• TASK DETAILS
Put every line of the listing below into a JSON list of strings, one string per line, and leave out the blank lines.

Segmentation dataset excerpts:
######

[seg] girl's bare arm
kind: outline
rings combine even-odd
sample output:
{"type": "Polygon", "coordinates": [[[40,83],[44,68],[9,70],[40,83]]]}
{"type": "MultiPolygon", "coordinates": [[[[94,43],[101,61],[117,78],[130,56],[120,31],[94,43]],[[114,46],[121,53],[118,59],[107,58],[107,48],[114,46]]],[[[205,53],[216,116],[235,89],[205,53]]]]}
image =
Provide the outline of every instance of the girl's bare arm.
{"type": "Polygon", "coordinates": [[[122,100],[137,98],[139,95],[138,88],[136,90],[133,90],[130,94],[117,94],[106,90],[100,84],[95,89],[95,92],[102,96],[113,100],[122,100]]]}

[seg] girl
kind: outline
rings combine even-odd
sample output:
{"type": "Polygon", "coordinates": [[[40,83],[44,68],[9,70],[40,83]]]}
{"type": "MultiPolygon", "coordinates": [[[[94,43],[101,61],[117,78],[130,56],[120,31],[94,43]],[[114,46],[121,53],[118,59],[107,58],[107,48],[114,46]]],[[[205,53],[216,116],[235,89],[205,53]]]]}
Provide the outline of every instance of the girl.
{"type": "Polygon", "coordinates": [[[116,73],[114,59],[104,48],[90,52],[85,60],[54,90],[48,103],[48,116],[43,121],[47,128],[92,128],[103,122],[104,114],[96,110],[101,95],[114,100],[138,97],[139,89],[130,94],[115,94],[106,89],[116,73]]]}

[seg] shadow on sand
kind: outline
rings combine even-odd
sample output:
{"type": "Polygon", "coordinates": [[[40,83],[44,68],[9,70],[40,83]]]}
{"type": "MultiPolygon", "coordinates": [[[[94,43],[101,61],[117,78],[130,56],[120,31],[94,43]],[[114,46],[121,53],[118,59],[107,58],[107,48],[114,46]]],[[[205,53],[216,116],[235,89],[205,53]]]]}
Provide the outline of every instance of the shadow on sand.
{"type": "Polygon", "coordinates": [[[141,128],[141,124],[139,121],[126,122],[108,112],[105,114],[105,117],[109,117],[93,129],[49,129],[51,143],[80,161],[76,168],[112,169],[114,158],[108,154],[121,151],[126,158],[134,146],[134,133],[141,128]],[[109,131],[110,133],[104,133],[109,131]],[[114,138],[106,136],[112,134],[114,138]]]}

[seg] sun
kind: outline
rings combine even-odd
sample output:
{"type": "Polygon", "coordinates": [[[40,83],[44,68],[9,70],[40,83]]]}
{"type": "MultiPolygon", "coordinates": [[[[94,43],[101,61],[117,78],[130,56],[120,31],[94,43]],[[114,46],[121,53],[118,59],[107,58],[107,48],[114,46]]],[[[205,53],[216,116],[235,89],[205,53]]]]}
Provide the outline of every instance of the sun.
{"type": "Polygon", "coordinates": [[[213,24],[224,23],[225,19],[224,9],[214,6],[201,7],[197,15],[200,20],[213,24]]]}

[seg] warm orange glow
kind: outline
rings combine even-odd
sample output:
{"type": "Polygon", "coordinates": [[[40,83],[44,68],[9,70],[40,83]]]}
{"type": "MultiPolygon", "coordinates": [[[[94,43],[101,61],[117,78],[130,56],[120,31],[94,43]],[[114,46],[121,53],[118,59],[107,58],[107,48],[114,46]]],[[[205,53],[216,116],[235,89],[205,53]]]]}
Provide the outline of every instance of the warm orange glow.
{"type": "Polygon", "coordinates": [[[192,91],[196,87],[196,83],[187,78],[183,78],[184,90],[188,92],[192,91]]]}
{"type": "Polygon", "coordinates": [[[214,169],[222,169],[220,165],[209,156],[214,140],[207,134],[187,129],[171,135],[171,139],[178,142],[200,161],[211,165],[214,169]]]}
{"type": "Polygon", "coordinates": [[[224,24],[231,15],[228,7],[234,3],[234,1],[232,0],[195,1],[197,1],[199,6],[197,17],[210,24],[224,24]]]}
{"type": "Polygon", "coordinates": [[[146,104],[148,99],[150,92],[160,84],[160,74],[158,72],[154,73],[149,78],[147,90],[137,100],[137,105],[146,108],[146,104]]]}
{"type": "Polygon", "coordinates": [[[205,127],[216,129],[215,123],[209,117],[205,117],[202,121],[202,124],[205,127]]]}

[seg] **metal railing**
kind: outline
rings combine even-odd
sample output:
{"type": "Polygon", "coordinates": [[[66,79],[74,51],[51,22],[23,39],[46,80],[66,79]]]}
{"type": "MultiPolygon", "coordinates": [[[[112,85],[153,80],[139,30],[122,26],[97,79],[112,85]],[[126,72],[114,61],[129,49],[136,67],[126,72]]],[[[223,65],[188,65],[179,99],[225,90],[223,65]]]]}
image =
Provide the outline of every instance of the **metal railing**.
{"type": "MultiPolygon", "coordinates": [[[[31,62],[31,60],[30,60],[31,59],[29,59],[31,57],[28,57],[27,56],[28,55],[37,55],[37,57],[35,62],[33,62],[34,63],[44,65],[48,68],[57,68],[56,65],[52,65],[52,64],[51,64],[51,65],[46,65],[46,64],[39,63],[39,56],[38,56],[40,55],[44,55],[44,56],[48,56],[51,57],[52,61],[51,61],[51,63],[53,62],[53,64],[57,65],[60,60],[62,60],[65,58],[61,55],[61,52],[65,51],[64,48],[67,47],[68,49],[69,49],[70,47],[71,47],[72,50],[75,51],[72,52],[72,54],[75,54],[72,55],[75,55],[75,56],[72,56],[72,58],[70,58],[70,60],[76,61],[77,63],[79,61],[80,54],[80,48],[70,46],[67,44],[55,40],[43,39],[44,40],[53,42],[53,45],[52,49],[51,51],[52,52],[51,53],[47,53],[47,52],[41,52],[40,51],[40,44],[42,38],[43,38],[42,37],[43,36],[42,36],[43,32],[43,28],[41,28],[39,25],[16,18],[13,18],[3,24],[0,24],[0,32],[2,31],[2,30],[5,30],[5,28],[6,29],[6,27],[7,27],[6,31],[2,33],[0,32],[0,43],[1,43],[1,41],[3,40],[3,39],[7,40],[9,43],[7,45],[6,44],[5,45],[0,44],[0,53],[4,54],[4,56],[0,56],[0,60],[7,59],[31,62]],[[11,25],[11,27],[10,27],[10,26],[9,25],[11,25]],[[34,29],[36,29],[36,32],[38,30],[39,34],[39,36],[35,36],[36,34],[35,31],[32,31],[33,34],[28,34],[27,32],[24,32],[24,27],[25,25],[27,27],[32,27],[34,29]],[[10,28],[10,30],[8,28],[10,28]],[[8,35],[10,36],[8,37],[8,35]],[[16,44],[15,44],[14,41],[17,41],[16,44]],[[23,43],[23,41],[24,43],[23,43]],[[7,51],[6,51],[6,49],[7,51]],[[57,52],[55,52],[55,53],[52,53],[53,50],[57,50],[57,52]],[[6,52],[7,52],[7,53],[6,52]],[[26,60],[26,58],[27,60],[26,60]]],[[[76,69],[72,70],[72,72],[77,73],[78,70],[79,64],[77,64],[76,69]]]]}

######

• WRITTEN RESPONSE
[
  "[seg] girl's bare arm",
  "kind: outline",
  "rings combine even-odd",
  "sample output:",
  "{\"type\": \"Polygon\", \"coordinates\": [[[40,83],[44,68],[9,70],[40,83]]]}",
  "{\"type\": \"MultiPolygon\", \"coordinates\": [[[[94,43],[101,61],[117,78],[130,56],[120,31],[94,43]],[[114,46],[121,53],[118,59],[107,58],[107,48],[114,46]]],[[[205,53],[216,116],[235,89],[205,53]]]]}",
  "image =",
  "Provide the outline of every instance of the girl's bare arm.",
  "{\"type\": \"Polygon\", \"coordinates\": [[[122,100],[137,98],[139,95],[138,88],[136,90],[133,90],[130,94],[117,94],[106,90],[100,84],[95,89],[95,92],[102,96],[113,100],[122,100]]]}",
  "[seg] girl",
  "kind: outline",
  "rings combine even-odd",
  "sample output:",
  "{\"type\": \"Polygon\", \"coordinates\": [[[40,83],[44,68],[9,70],[40,83]]]}",
  "{\"type\": \"MultiPolygon\", \"coordinates\": [[[[94,43],[101,61],[117,78],[130,56],[120,31],[94,43]],[[114,46],[121,53],[118,59],[107,58],[107,48],[114,46]]],[[[205,53],[216,116],[235,89],[205,53]]]]}",
  "Provide the outline of every instance of the girl.",
  "{\"type\": \"Polygon\", \"coordinates\": [[[116,73],[114,59],[104,48],[90,52],[85,60],[54,90],[48,103],[48,116],[43,121],[47,128],[92,128],[103,122],[104,114],[96,110],[101,95],[114,100],[138,97],[139,89],[130,94],[115,94],[106,89],[116,73]]]}",
  "[seg] shadow on sand",
  "kind: outline",
  "rings combine even-odd",
  "sample output:",
  "{\"type\": \"Polygon\", \"coordinates\": [[[40,83],[44,68],[9,70],[40,83]]]}",
  "{\"type\": \"MultiPolygon\", \"coordinates\": [[[[94,43],[101,61],[117,78],[130,56],[120,31],[94,43]],[[114,46],[121,53],[118,59],[107,58],[107,48],[114,46]]],[[[205,53],[216,116],[235,89],[205,53]]]]}",
  "Provide the outline of every instance of the shadow on sand.",
  "{\"type\": \"Polygon\", \"coordinates\": [[[141,128],[141,124],[139,121],[126,122],[108,112],[105,114],[105,117],[109,117],[93,129],[49,129],[51,143],[80,161],[76,168],[112,169],[114,158],[108,154],[121,151],[126,158],[134,146],[134,133],[141,128]],[[109,131],[110,133],[104,133],[109,131]],[[114,138],[106,136],[112,134],[114,138]]]}",
  "[seg] sun",
  "kind: outline",
  "rings combine even-odd",
  "sample output:",
  "{\"type\": \"Polygon\", \"coordinates\": [[[40,83],[44,68],[9,70],[40,83]]]}",
  "{\"type\": \"MultiPolygon\", \"coordinates\": [[[[94,43],[101,61],[117,78],[130,56],[120,31],[94,43]],[[114,46],[121,53],[118,59],[107,58],[107,48],[114,46]]],[[[205,53],[216,116],[235,89],[205,53]]]]}",
  "Provide the outline of every instance of the sun.",
  "{\"type\": \"Polygon\", \"coordinates\": [[[213,24],[224,23],[225,19],[224,9],[214,6],[201,7],[197,15],[200,20],[213,24]]]}",
  "[seg] warm orange glow",
  "kind: outline",
  "rings combine even-odd",
  "sample output:",
  "{\"type\": \"Polygon\", \"coordinates\": [[[40,83],[44,68],[9,70],[40,83]]]}",
  "{\"type\": \"MultiPolygon\", \"coordinates\": [[[[94,43],[101,61],[117,78],[130,56],[120,31],[94,43]],[[114,46],[121,53],[118,59],[107,58],[107,48],[114,46]]],[[[205,53],[216,116],[235,89],[205,53]]]]}",
  "Provide the outline of every instance of the warm orange glow.",
  "{\"type\": \"Polygon\", \"coordinates\": [[[192,91],[196,87],[196,83],[187,78],[183,78],[184,90],[188,92],[192,91]]]}",
  "{\"type\": \"Polygon\", \"coordinates\": [[[214,169],[222,169],[220,165],[209,156],[214,140],[207,134],[187,129],[171,135],[171,139],[178,142],[200,161],[211,165],[214,169]]]}",
  "{\"type\": \"Polygon\", \"coordinates\": [[[224,24],[231,15],[228,7],[234,3],[234,1],[232,0],[195,1],[197,1],[199,6],[197,17],[210,24],[224,24]]]}",
  "{\"type\": \"Polygon\", \"coordinates\": [[[146,104],[148,99],[150,92],[160,84],[160,74],[158,72],[154,73],[149,78],[147,90],[137,100],[137,105],[146,108],[146,104]]]}",
  "{\"type\": \"Polygon\", \"coordinates\": [[[205,127],[216,129],[215,123],[209,117],[205,117],[202,121],[202,124],[205,127]]]}",
  "[seg] **metal railing**",
  "kind: outline",
  "rings combine even-odd",
  "sample output:",
  "{\"type\": \"Polygon\", \"coordinates\": [[[66,79],[74,51],[51,22],[23,39],[46,80],[66,79]]]}",
  "{\"type\": \"MultiPolygon\", \"coordinates\": [[[[112,85],[153,80],[139,30],[122,26],[97,79],[112,85]],[[126,72],[114,61],[129,49],[136,67],[126,72]]],[[[223,65],[188,65],[179,99],[225,90],[223,65]]]]}",
  "image =",
  "Provide the outline of every instance of the **metal railing**.",
  "{\"type\": \"MultiPolygon\", \"coordinates\": [[[[31,62],[31,60],[30,60],[31,59],[29,59],[31,57],[28,57],[27,56],[28,55],[37,55],[37,57],[35,62],[33,62],[34,63],[44,65],[48,68],[57,68],[56,65],[52,65],[52,64],[51,64],[51,65],[46,65],[46,64],[39,63],[39,56],[38,56],[40,55],[44,55],[44,56],[48,56],[51,57],[52,61],[51,61],[51,63],[53,62],[53,64],[57,65],[60,60],[62,60],[65,58],[61,55],[61,52],[65,51],[64,48],[67,47],[68,49],[69,49],[70,47],[71,47],[72,50],[75,51],[72,52],[72,54],[75,54],[72,55],[75,55],[75,56],[72,56],[72,58],[70,58],[70,60],[76,61],[77,63],[79,61],[80,54],[80,48],[70,46],[67,44],[55,40],[43,39],[44,40],[53,42],[53,45],[52,49],[51,51],[52,52],[51,53],[47,53],[47,52],[41,52],[40,51],[40,44],[42,38],[43,38],[42,37],[43,36],[42,36],[43,32],[43,28],[41,28],[39,25],[16,18],[13,18],[3,24],[0,24],[0,32],[2,31],[2,30],[5,30],[5,28],[6,29],[6,27],[7,27],[6,31],[2,33],[0,32],[0,43],[1,43],[1,41],[3,40],[3,39],[7,40],[9,43],[7,45],[6,44],[5,45],[0,44],[0,53],[4,54],[4,56],[0,56],[0,60],[7,59],[31,62]],[[11,25],[11,27],[10,27],[10,26],[9,25],[11,25]],[[34,29],[36,29],[36,32],[38,30],[39,34],[39,36],[35,36],[36,34],[35,31],[32,31],[33,34],[28,34],[27,32],[24,32],[24,27],[25,25],[27,27],[32,27],[34,29]],[[10,28],[10,30],[8,28],[10,28]],[[8,35],[10,36],[8,37],[8,35]],[[16,44],[15,44],[14,41],[17,41],[16,44]],[[23,43],[23,41],[24,43],[23,43]],[[7,51],[6,51],[6,49],[7,51]],[[57,52],[55,52],[55,53],[52,53],[53,50],[57,50],[57,52]],[[6,52],[7,52],[7,53],[6,52]],[[26,60],[26,58],[27,60],[26,60]]],[[[76,69],[72,70],[72,72],[77,73],[78,70],[79,64],[77,64],[76,69]]]]}"
]